Image region outline records
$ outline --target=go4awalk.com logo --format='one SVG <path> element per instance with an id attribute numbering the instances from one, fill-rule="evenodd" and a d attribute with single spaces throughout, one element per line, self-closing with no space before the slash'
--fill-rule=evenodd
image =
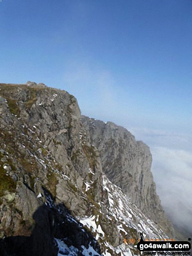
<path id="1" fill-rule="evenodd" d="M 141 252 L 143 251 L 180 251 L 181 255 L 190 255 L 190 253 L 185 253 L 185 251 L 189 251 L 191 249 L 191 244 L 187 241 L 144 241 L 143 239 L 143 234 L 141 233 L 141 239 L 135 247 L 137 248 Z M 184 253 L 181 253 L 184 252 Z M 146 253 L 145 253 L 146 254 Z M 171 253 L 169 253 L 170 254 Z M 149 255 L 149 253 L 148 254 Z M 151 253 L 150 253 L 151 254 Z M 159 254 L 165 254 L 165 253 L 159 253 Z M 166 254 L 166 255 L 167 253 Z M 173 253 L 172 254 L 175 254 Z M 178 254 L 177 254 L 178 255 Z"/>

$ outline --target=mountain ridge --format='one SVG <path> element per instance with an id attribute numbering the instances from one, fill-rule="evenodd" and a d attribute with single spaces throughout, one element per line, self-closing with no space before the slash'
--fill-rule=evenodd
<path id="1" fill-rule="evenodd" d="M 76 245 L 77 255 L 88 255 L 91 248 L 96 252 L 94 253 L 104 256 L 139 255 L 139 252 L 131 244 L 124 242 L 124 239 L 128 241 L 130 236 L 130 239 L 137 239 L 141 231 L 150 239 L 173 238 L 172 227 L 168 222 L 162 221 L 157 223 L 158 227 L 145 216 L 142 212 L 144 208 L 141 212 L 130 201 L 128 195 L 124 194 L 126 185 L 121 188 L 110 182 L 111 177 L 106 171 L 104 157 L 100 150 L 99 147 L 103 145 L 101 143 L 94 145 L 93 138 L 95 135 L 97 139 L 97 133 L 89 130 L 85 119 L 83 120 L 88 118 L 81 116 L 73 96 L 42 83 L 27 82 L 21 85 L 0 84 L 0 173 L 3 178 L 0 181 L 0 245 L 7 245 L 3 255 L 12 255 L 12 253 L 9 254 L 6 251 L 10 244 L 9 238 L 33 237 L 31 235 L 36 230 L 37 219 L 34 220 L 33 216 L 40 208 L 45 208 L 48 213 L 52 212 L 53 209 L 56 211 L 49 213 L 52 216 L 50 219 L 45 217 L 51 232 L 49 237 L 43 236 L 45 240 L 40 240 L 47 244 L 47 241 L 52 239 L 50 252 L 61 249 L 64 253 L 68 250 L 67 253 L 69 253 L 69 248 Z M 112 123 L 109 123 L 110 132 L 107 133 L 114 136 L 111 126 L 116 125 Z M 134 136 L 124 129 L 133 140 Z M 93 133 L 91 136 L 90 133 Z M 136 144 L 140 147 L 144 145 L 141 142 Z M 115 154 L 116 148 L 111 147 Z M 121 149 L 121 147 L 118 148 Z M 107 155 L 108 147 L 106 149 Z M 134 164 L 139 151 L 132 160 Z M 119 164 L 122 165 L 121 161 Z M 117 181 L 113 181 L 114 183 Z M 134 187 L 134 183 L 132 185 Z M 136 202 L 138 196 L 132 197 Z M 61 204 L 71 211 L 72 217 L 69 217 L 64 208 L 61 209 Z M 40 211 L 37 212 L 40 213 Z M 53 224 L 52 218 L 61 219 Z M 91 232 L 91 243 L 83 239 L 81 244 L 74 234 L 71 240 L 57 227 L 61 225 L 62 219 L 64 222 L 68 220 L 68 223 L 71 218 L 74 220 L 72 222 L 77 222 L 78 230 L 82 229 L 79 221 Z M 46 230 L 44 221 L 40 223 Z M 68 223 L 64 226 L 67 230 Z M 71 228 L 73 229 L 76 228 Z M 30 241 L 35 243 L 34 239 Z M 27 246 L 24 244 L 20 246 L 23 248 Z M 57 253 L 59 255 L 59 252 Z M 44 254 L 39 250 L 35 254 L 32 252 L 31 255 Z"/>

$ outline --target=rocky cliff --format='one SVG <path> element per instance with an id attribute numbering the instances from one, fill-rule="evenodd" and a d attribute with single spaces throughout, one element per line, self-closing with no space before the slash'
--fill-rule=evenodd
<path id="1" fill-rule="evenodd" d="M 1 255 L 138 255 L 139 232 L 172 236 L 148 148 L 66 91 L 0 84 L 0 143 Z"/>
<path id="2" fill-rule="evenodd" d="M 143 213 L 167 232 L 173 231 L 164 213 L 151 171 L 149 148 L 125 128 L 83 116 L 89 140 L 98 149 L 103 171 Z"/>

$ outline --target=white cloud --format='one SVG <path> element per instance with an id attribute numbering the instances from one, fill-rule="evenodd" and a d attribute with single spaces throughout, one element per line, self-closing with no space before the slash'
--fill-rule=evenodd
<path id="1" fill-rule="evenodd" d="M 181 232 L 192 235 L 192 136 L 131 130 L 150 146 L 152 171 L 165 213 Z"/>

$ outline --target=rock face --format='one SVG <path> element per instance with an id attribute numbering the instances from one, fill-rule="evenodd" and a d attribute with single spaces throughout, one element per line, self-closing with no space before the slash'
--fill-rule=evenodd
<path id="1" fill-rule="evenodd" d="M 148 148 L 66 91 L 0 84 L 0 145 L 1 255 L 138 254 L 124 239 L 172 237 Z"/>
<path id="2" fill-rule="evenodd" d="M 143 212 L 172 232 L 156 192 L 149 148 L 125 128 L 83 116 L 81 122 L 91 144 L 99 153 L 103 171 Z"/>

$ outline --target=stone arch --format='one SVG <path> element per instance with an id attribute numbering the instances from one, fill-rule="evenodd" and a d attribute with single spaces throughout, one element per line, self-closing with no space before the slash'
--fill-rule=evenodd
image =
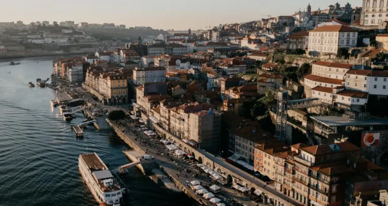
<path id="1" fill-rule="evenodd" d="M 232 178 L 231 175 L 228 175 L 226 179 L 226 181 L 227 182 L 228 184 L 231 184 L 232 182 L 233 182 L 233 178 Z"/>

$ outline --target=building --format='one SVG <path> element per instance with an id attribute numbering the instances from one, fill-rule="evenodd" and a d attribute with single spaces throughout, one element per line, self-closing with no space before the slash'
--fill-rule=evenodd
<path id="1" fill-rule="evenodd" d="M 387 95 L 388 72 L 365 70 L 351 70 L 346 73 L 345 87 L 368 92 L 369 94 Z"/>
<path id="2" fill-rule="evenodd" d="M 323 26 L 309 32 L 308 55 L 324 57 L 336 55 L 338 49 L 357 44 L 358 32 L 344 25 Z"/>
<path id="3" fill-rule="evenodd" d="M 307 50 L 309 45 L 309 32 L 302 30 L 295 33 L 288 37 L 287 41 L 287 52 L 301 48 Z"/>
<path id="4" fill-rule="evenodd" d="M 136 67 L 133 70 L 133 84 L 139 85 L 145 83 L 166 81 L 166 69 L 163 67 Z"/>
<path id="5" fill-rule="evenodd" d="M 383 0 L 363 0 L 360 23 L 364 26 L 377 26 L 388 17 L 388 7 Z"/>

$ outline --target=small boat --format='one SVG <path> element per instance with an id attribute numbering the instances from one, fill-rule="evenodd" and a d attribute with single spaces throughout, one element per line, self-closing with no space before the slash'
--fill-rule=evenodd
<path id="1" fill-rule="evenodd" d="M 73 114 L 71 112 L 64 112 L 63 119 L 65 121 L 70 121 L 73 119 Z"/>
<path id="2" fill-rule="evenodd" d="M 64 111 L 67 110 L 67 106 L 66 105 L 61 105 L 61 107 L 59 107 L 59 110 L 61 111 L 61 112 L 63 113 Z"/>
<path id="3" fill-rule="evenodd" d="M 58 102 L 57 101 L 57 100 L 55 99 L 51 100 L 50 104 L 51 104 L 51 106 L 53 107 L 55 107 L 59 105 L 59 104 L 58 104 Z"/>
<path id="4" fill-rule="evenodd" d="M 40 86 L 40 87 L 44 87 L 46 86 L 46 81 L 42 81 L 40 79 L 36 79 L 36 85 Z"/>

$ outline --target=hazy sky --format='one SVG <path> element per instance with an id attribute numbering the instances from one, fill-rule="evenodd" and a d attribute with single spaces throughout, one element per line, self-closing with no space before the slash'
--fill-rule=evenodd
<path id="1" fill-rule="evenodd" d="M 310 3 L 313 11 L 336 2 L 322 0 L 3 0 L 0 22 L 114 23 L 127 26 L 187 29 L 289 15 Z M 362 0 L 341 0 L 360 7 Z"/>

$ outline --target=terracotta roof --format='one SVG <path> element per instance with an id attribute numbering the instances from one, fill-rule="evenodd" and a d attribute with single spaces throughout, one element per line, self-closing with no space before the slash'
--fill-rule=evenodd
<path id="1" fill-rule="evenodd" d="M 311 90 L 313 90 L 314 91 L 322 91 L 323 92 L 326 92 L 326 93 L 332 93 L 333 92 L 333 88 L 331 87 L 325 87 L 324 86 L 316 86 L 315 87 L 311 89 Z"/>
<path id="2" fill-rule="evenodd" d="M 264 67 L 265 68 L 269 68 L 270 67 L 275 67 L 277 66 L 277 65 L 276 65 L 275 64 L 271 64 L 271 63 L 265 63 L 261 66 L 261 67 Z"/>
<path id="3" fill-rule="evenodd" d="M 329 145 L 336 145 L 339 149 L 333 150 Z M 361 150 L 361 148 L 349 142 L 340 142 L 334 144 L 320 144 L 302 148 L 302 150 L 314 155 L 321 155 L 338 152 L 348 152 Z"/>
<path id="4" fill-rule="evenodd" d="M 353 91 L 350 90 L 344 90 L 337 93 L 337 94 L 342 96 L 350 96 L 355 98 L 367 98 L 368 92 Z"/>
<path id="5" fill-rule="evenodd" d="M 305 30 L 302 30 L 302 31 L 299 31 L 298 32 L 294 33 L 294 34 L 290 35 L 289 38 L 301 38 L 304 36 L 309 36 L 308 31 L 305 31 Z"/>
<path id="6" fill-rule="evenodd" d="M 347 74 L 356 74 L 357 75 L 369 76 L 371 77 L 388 77 L 388 72 L 386 71 L 372 71 L 365 70 L 352 69 L 349 70 Z"/>
<path id="7" fill-rule="evenodd" d="M 314 63 L 311 63 L 311 64 L 313 64 L 315 65 L 323 66 L 325 67 L 334 67 L 336 68 L 343 68 L 343 69 L 350 69 L 352 67 L 353 67 L 354 66 L 354 65 L 352 64 L 337 63 L 335 62 L 332 63 L 332 62 L 325 62 L 323 61 L 320 61 Z"/>
<path id="8" fill-rule="evenodd" d="M 311 32 L 320 31 L 341 31 L 357 32 L 357 31 L 347 26 L 344 25 L 324 25 L 310 31 Z"/>
<path id="9" fill-rule="evenodd" d="M 345 22 L 341 21 L 340 21 L 340 20 L 338 20 L 337 19 L 330 19 L 328 21 L 327 21 L 326 22 L 336 22 L 336 23 L 337 23 L 338 24 L 342 24 L 343 25 L 348 25 L 348 24 L 347 24 Z"/>
<path id="10" fill-rule="evenodd" d="M 329 84 L 342 85 L 342 80 L 341 79 L 331 79 L 329 78 L 322 77 L 319 76 L 309 74 L 305 77 L 305 78 L 322 83 L 327 83 Z"/>

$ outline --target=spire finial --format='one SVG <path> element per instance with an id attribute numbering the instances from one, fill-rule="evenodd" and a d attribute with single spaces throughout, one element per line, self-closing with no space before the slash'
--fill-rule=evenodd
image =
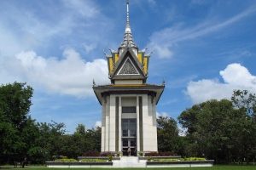
<path id="1" fill-rule="evenodd" d="M 126 0 L 126 26 L 125 32 L 131 32 L 130 16 L 129 16 L 129 0 Z"/>
<path id="2" fill-rule="evenodd" d="M 120 48 L 124 48 L 126 47 L 137 48 L 133 42 L 131 29 L 130 26 L 130 14 L 129 14 L 129 0 L 126 0 L 126 26 L 124 36 L 124 41 L 121 43 Z"/>

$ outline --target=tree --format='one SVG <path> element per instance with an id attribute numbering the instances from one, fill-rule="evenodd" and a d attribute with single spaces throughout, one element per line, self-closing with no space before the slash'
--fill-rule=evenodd
<path id="1" fill-rule="evenodd" d="M 179 122 L 188 129 L 189 156 L 229 162 L 234 109 L 227 99 L 210 100 L 183 111 Z"/>
<path id="2" fill-rule="evenodd" d="M 248 162 L 256 158 L 256 94 L 247 90 L 235 90 L 231 97 L 236 108 L 236 123 L 240 128 L 233 132 L 238 159 Z M 240 117 L 240 119 L 237 119 Z"/>
<path id="3" fill-rule="evenodd" d="M 0 86 L 0 160 L 9 162 L 26 156 L 33 134 L 27 133 L 35 126 L 29 116 L 32 88 L 26 83 Z M 4 137 L 4 138 L 3 138 Z"/>
<path id="4" fill-rule="evenodd" d="M 157 139 L 160 151 L 178 150 L 178 128 L 174 119 L 167 116 L 157 119 Z"/>

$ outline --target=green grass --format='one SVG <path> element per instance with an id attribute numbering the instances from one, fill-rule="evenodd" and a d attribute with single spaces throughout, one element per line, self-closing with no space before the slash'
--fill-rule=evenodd
<path id="1" fill-rule="evenodd" d="M 28 166 L 25 168 L 13 168 L 10 166 L 4 166 L 1 167 L 0 169 L 6 169 L 6 170 L 81 170 L 81 169 L 90 169 L 90 168 L 49 168 L 45 167 L 39 167 L 39 166 Z M 215 165 L 212 167 L 163 167 L 163 168 L 91 168 L 93 170 L 110 170 L 110 169 L 122 169 L 122 170 L 143 170 L 143 169 L 149 169 L 149 170 L 256 170 L 256 166 L 221 166 L 221 165 Z"/>

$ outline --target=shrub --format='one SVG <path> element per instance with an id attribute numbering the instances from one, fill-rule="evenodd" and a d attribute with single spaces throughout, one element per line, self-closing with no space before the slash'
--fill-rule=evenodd
<path id="1" fill-rule="evenodd" d="M 83 154 L 83 156 L 100 156 L 101 153 L 95 150 L 87 151 Z"/>
<path id="2" fill-rule="evenodd" d="M 76 159 L 67 159 L 67 158 L 62 158 L 62 159 L 56 159 L 55 162 L 77 162 Z"/>
<path id="3" fill-rule="evenodd" d="M 145 153 L 145 156 L 158 156 L 159 154 L 157 152 L 148 152 Z"/>
<path id="4" fill-rule="evenodd" d="M 203 157 L 185 157 L 184 161 L 206 161 L 206 158 Z"/>
<path id="5" fill-rule="evenodd" d="M 112 162 L 112 160 L 113 160 L 112 155 L 108 155 L 108 162 Z"/>
<path id="6" fill-rule="evenodd" d="M 100 154 L 100 156 L 108 156 L 110 155 L 114 156 L 114 152 L 104 151 Z"/>
<path id="7" fill-rule="evenodd" d="M 79 162 L 107 162 L 104 159 L 81 159 Z"/>

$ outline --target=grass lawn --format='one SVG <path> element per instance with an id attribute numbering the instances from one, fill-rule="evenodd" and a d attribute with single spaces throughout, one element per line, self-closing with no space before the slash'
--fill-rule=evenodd
<path id="1" fill-rule="evenodd" d="M 72 169 L 72 170 L 81 170 L 81 169 L 90 169 L 90 168 L 48 168 L 45 167 L 36 167 L 36 166 L 28 166 L 26 167 L 25 168 L 13 168 L 10 166 L 4 166 L 1 167 L 0 169 L 7 169 L 7 170 L 67 170 L 67 169 Z M 94 170 L 96 169 L 101 169 L 101 170 L 110 170 L 113 168 L 91 168 Z M 122 169 L 122 170 L 128 170 L 128 169 L 132 169 L 132 170 L 143 170 L 143 169 L 149 169 L 149 170 L 156 170 L 156 169 L 160 169 L 160 170 L 256 170 L 256 166 L 222 166 L 222 165 L 214 165 L 212 167 L 163 167 L 163 168 L 114 168 L 114 169 Z"/>

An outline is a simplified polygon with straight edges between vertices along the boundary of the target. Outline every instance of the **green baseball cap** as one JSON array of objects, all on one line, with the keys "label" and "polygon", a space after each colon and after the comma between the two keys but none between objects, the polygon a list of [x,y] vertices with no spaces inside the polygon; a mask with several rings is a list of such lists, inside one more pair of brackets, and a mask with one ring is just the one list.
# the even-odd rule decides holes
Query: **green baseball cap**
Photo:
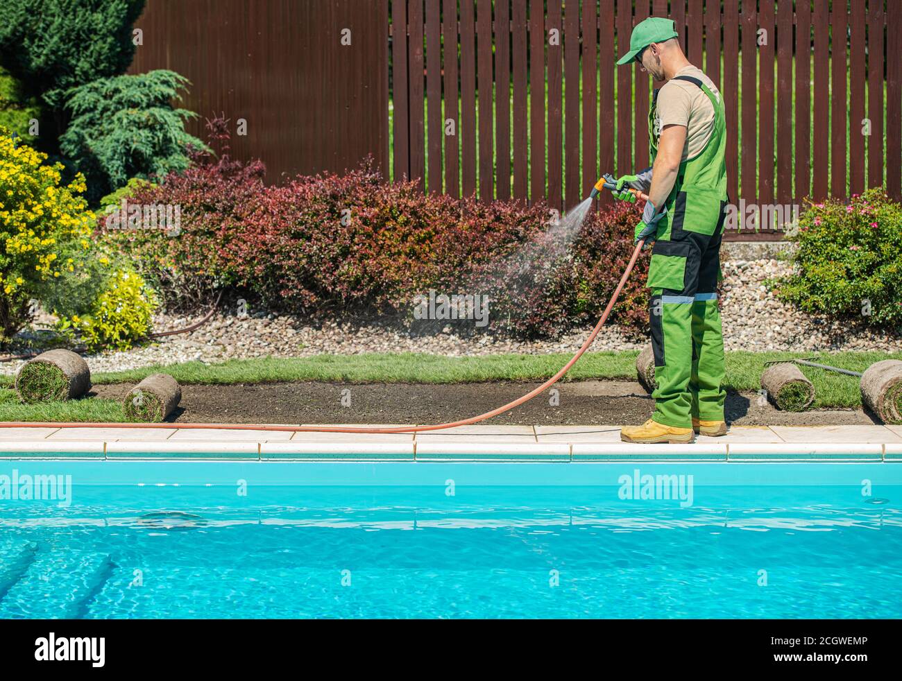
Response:
[{"label": "green baseball cap", "polygon": [[661,19],[649,16],[636,24],[630,36],[630,51],[617,61],[618,66],[628,64],[636,59],[636,55],[652,42],[664,42],[671,38],[676,38],[676,24],[670,19]]}]

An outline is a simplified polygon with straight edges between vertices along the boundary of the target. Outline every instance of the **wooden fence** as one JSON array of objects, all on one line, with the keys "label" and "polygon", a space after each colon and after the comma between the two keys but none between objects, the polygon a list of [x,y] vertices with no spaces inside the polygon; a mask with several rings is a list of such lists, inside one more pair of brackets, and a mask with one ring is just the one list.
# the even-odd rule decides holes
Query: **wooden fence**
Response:
[{"label": "wooden fence", "polygon": [[902,198],[902,0],[391,0],[390,13],[392,175],[424,190],[566,208],[602,173],[647,167],[650,78],[614,62],[652,14],[675,20],[724,97],[733,201],[880,185]]},{"label": "wooden fence", "polygon": [[189,132],[225,113],[233,156],[269,181],[387,167],[388,23],[388,0],[148,0],[130,72],[186,76]]}]

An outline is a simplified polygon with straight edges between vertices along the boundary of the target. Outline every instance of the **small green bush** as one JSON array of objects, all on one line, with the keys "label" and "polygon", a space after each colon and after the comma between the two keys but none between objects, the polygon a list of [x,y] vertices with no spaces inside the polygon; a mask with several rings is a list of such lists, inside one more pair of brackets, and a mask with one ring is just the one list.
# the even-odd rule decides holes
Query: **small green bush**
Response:
[{"label": "small green bush", "polygon": [[31,121],[40,118],[37,100],[23,94],[22,83],[0,68],[0,127],[12,130],[20,142],[33,146],[37,138],[29,132]]},{"label": "small green bush", "polygon": [[882,189],[813,204],[789,236],[795,271],[776,282],[778,298],[805,312],[902,324],[902,205]]},{"label": "small green bush", "polygon": [[185,170],[189,152],[206,149],[185,132],[197,114],[175,109],[188,79],[174,71],[100,78],[69,92],[72,121],[60,151],[87,179],[88,198],[124,187],[130,178]]},{"label": "small green bush", "polygon": [[89,350],[127,350],[150,331],[158,305],[156,295],[140,274],[116,270],[88,314],[61,317],[60,328],[80,334]]}]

To do:
Reproduce the data word for word, starting at the line that contains "outline --target=building --format='one" and ending at the line that contains "383 0 L 363", with both of those lines included.

Written answer:
$ outline --target=building --format='one SVG <path> element per instance with an id attribute numbering the instances from one, fill-rule="evenodd" and a d attribute with single spaces throughout, one element per line, self-closing with no space before the slash'
--fill-rule=evenodd
<path id="1" fill-rule="evenodd" d="M 387 95 L 388 72 L 365 70 L 351 70 L 346 73 L 345 87 L 368 92 L 369 94 Z"/>
<path id="2" fill-rule="evenodd" d="M 323 26 L 309 32 L 308 55 L 324 57 L 336 55 L 338 49 L 357 44 L 358 32 L 344 25 Z"/>
<path id="3" fill-rule="evenodd" d="M 307 50 L 309 45 L 309 32 L 302 30 L 295 33 L 288 37 L 287 41 L 287 52 L 301 48 Z"/>
<path id="4" fill-rule="evenodd" d="M 136 67 L 133 70 L 133 84 L 139 85 L 145 83 L 166 81 L 166 69 L 163 67 Z"/>
<path id="5" fill-rule="evenodd" d="M 383 0 L 363 0 L 360 23 L 364 26 L 377 26 L 388 17 L 388 7 Z"/>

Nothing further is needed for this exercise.